===== Input records =====

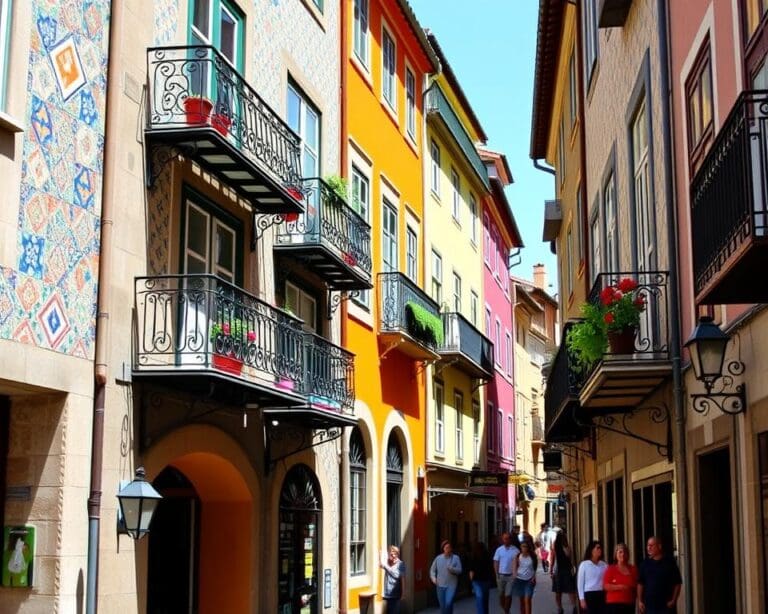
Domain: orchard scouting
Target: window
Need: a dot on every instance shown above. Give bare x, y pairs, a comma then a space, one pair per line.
357, 524
458, 401
410, 104
5, 31
591, 43
594, 240
304, 118
456, 293
388, 69
439, 419
572, 88
473, 218
508, 351
646, 239
611, 229
360, 33
411, 254
456, 183
698, 93
435, 177
437, 278
389, 237
220, 24
476, 430
304, 305
491, 420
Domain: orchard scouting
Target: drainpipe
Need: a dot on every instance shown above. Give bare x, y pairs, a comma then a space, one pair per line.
343, 599
680, 454
101, 341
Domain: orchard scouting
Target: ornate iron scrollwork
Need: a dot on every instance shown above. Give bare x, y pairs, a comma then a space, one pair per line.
621, 424
723, 394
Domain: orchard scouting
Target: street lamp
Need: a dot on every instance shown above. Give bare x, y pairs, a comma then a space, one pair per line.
707, 346
138, 501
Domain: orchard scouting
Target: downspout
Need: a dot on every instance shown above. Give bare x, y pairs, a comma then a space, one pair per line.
343, 599
680, 454
101, 341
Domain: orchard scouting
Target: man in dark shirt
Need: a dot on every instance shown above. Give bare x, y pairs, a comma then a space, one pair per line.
659, 582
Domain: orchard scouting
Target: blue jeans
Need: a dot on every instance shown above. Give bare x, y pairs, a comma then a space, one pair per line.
445, 595
481, 589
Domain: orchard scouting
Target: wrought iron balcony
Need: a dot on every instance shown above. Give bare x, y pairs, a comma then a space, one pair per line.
561, 397
626, 376
729, 208
409, 319
201, 333
438, 107
329, 237
468, 347
201, 107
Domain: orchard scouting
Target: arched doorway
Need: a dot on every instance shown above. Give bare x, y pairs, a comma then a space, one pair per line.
394, 490
298, 545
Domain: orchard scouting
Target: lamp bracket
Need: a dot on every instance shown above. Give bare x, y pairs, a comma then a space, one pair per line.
302, 438
723, 393
621, 424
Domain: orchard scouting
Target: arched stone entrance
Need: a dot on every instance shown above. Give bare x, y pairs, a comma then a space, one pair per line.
199, 553
299, 543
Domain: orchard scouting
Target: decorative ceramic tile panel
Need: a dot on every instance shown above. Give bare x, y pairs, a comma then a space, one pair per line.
50, 298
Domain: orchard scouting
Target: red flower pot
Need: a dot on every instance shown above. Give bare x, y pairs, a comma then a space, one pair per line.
228, 364
221, 123
197, 109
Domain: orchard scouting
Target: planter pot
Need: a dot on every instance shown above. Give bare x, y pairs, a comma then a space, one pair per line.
197, 109
221, 123
228, 364
622, 341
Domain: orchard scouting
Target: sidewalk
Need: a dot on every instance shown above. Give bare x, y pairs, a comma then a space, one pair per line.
543, 600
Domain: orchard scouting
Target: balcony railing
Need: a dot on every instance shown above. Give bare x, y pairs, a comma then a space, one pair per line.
437, 104
729, 207
401, 303
462, 339
330, 236
198, 100
192, 323
561, 397
329, 375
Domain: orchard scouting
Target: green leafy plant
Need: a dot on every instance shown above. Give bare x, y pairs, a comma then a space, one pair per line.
423, 324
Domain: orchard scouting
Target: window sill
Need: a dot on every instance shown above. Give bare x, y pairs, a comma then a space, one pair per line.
10, 124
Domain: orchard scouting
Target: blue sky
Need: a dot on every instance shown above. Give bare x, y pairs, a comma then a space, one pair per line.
491, 46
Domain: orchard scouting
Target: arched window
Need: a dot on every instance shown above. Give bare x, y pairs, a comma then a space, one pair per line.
357, 498
394, 490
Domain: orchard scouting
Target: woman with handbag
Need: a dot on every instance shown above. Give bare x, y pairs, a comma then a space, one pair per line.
562, 572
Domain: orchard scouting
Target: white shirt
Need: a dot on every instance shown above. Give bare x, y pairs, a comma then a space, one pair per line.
590, 577
506, 558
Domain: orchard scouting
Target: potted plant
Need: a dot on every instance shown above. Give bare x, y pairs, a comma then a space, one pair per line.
611, 323
197, 109
228, 347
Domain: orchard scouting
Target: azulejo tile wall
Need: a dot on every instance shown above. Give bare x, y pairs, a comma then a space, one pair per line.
49, 299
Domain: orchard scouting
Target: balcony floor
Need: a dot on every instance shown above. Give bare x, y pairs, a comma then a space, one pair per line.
623, 382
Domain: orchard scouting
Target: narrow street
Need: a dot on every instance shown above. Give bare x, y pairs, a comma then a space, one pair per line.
543, 600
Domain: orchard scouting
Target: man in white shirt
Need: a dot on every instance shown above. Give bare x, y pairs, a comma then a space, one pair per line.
505, 566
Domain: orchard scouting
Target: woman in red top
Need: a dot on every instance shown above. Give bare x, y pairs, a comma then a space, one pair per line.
620, 583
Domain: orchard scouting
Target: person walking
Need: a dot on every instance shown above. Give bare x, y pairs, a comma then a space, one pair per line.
562, 572
504, 564
394, 573
481, 574
620, 583
525, 577
589, 580
444, 573
659, 581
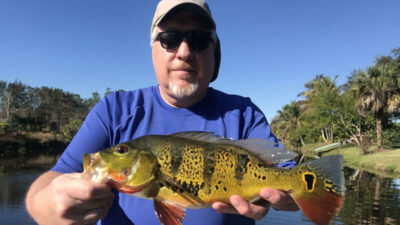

=====

What is needed
Which lines of the entries above contain the word "white"? Pull out each one.

Exercise output
Target: white shirt
Target: man in white shirt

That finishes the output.